=== Records ===

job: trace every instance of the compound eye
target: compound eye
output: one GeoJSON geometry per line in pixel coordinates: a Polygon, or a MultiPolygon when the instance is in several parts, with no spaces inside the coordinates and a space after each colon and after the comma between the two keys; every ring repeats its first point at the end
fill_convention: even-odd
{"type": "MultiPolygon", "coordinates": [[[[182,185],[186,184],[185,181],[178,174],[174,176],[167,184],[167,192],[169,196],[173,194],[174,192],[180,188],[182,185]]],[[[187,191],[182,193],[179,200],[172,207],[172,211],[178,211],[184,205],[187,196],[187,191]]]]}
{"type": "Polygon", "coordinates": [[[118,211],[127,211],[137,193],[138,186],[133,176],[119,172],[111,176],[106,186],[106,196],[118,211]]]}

===
=== Records ===

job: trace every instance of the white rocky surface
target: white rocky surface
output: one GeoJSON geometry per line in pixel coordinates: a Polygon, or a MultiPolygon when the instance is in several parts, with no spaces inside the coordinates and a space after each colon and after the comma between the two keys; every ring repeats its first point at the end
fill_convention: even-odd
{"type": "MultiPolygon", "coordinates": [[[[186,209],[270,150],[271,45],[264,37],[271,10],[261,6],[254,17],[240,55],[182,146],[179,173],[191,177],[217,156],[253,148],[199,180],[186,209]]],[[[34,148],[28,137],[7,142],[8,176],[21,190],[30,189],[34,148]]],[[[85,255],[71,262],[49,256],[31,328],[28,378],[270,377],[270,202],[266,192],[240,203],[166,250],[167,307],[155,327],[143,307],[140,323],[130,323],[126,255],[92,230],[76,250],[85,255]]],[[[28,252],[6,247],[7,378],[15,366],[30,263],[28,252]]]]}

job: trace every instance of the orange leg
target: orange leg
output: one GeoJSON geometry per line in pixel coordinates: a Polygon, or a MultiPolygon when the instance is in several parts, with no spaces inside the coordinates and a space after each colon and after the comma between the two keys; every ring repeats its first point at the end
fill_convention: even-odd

===

**What you have to do:** Reproduce only the lines starting with the one containing "job: trace every instance of the white" and ending with the one containing "target: white rocky surface", with "rocky" swapped for "stony" and nothing else altered.

**The output:**
job: trace every instance of the white stony surface
target: white stony surface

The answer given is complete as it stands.